[Excerpted passage Boundary: Start]

This was a prospective observational and comparative study conducted in two clinical settings.

Pre-operatively (comparative): VR intervention group vs. control group with Play Specialist Intervention (PSI).

• VR Intervention Group: This group comprised children who used and wore a virtual reality (VR) headset coupled with a control tablet (Samsung Galaxy Tab A 10.1).
• Control Group (Play Specialist Intervention—PSI): Children in this group received standard care facilitated by a play specialist, involving conventional distraction techniques such as games and toys.
• Timeline of Measurements: Anxiety and pain levels were measured in each group before and after the use of either the VR headset or the play specialist. All these measurements were carried out prior to the child’s surgical operation.

Fracture Clinic (prospective observational): VR intervention group with a baseline group.

The inclusion of the fracture clinic as an additional clinical domain for investigation aimed to explore the potential advantages of employing virtual reality (VR) intervention methods to alleviate waiting room anxiety before consultations. Waiting room anxiety is a prevalent concern in this context. Unlike the pre-operative group, where we established distinct control and intervention groups, the approach in the fracture clinic setting was more observational in nature. In the fracture clinic, the absence of a routine play specialist prompted us to compare anxiety and pain levels against baseline measures, which were obtained before the introduction of the VR intervention, which allowed us to see the potential benefits VR may have in paediatric waiting rooms. This observational methodology in the fracture clinic contrasts with the pre-operative group, where we rigorously implemented both control and intervention groups for a more controlled analysis.

• VR Intervention Group: This group comprised children who used and wore a virtual reality (VR) headset coupled with a control tablet.
• Baseline Control Group: Children in this group served as a baseline comparison and had no sort of routine intervention
• Timeline of Measurements: In the VR intervention group, pain and anxiety levels were measured before and after the VR intervention prior to their medical consultation. For acquiring baseline anxiety and pain levels, these measurements were conducted in the waiting room prior to their consultation.

Children in the pre-operative and fracture clinic settings were assigned to either the VR intervention group or the control group based on the day of data collection. The control PSI received standard care with the play specialist using commonly used distraction techniques (video game consoles, mobile tablet device, conventional toys, etc.).

2.2. The Virtual Reality Intervention

The DR.VR Junior Headset is a Class 1 Medical Device coupled with a Samsung Galaxy Tab A 10.1 control tablet created by Rescape Innovation LTD and provided to the Paediatric Orthopaedics department at Evelina’s Children Hospital. Rescape Innovation Ltd. operates as a biotechnology company with its headquarters located in Cardiff, Wales, United Kingdom. This innovation facilitates the swift, convenient, and trackable implementation of VR therapy in paediatric environments.

[Excerpted passage Boundary: End]
[Data extracts Boundary: Start]

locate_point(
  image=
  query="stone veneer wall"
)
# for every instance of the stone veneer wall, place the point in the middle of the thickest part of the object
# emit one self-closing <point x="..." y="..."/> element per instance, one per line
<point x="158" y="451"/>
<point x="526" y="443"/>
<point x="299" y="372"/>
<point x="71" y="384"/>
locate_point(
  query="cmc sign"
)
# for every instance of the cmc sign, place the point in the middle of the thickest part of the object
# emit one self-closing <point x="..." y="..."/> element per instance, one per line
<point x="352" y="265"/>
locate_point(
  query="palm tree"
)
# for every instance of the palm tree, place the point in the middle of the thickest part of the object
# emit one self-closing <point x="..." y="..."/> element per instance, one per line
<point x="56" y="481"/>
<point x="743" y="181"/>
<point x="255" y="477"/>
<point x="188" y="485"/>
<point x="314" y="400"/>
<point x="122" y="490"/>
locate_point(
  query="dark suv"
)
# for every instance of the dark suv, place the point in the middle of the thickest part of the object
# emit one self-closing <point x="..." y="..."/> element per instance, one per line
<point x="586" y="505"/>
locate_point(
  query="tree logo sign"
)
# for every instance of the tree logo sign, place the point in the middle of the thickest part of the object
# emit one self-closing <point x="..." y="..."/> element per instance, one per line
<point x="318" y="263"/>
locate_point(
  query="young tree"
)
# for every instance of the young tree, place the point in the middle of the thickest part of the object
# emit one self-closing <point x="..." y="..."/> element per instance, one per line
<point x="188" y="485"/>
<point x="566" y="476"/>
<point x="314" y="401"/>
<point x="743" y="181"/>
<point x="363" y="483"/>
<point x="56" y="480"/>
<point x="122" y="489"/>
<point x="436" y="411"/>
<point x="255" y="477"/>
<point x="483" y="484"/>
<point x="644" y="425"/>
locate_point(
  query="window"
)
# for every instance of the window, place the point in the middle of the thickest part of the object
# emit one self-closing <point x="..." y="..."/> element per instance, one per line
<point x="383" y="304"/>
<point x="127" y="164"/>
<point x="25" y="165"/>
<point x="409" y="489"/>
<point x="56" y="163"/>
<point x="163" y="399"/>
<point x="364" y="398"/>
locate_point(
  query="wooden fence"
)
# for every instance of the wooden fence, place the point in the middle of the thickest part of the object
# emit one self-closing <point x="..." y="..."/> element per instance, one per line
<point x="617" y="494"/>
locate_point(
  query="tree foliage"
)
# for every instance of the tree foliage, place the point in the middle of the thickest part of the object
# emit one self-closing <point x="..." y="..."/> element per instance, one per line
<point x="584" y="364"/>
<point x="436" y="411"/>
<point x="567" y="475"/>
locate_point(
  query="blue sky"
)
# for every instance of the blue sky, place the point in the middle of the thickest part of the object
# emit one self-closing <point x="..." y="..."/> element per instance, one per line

[Data extracts Boundary: End]

Your task
From the passage on the virtual reality study, set down word for word the part starting with "2.2. The Virtual" and going on through "in paediatric environments.".

Answer to this problem
2.2. The Virtual Reality Intervention

The DR.VR Junior Headset is a Class 1 Medical Device coupled with a Samsung Galaxy Tab A 10.1 control tablet created by Rescape Innovation LTD and provided to the Paediatric Orthopaedics department at Evelina’s Children Hospital. Rescape Innovation Ltd. operates as a biotechnology company with its headquarters located in Cardiff, Wales, United Kingdom. This innovation facilitates the swift, convenient, and trackable implementation of VR therapy in paediatric environments.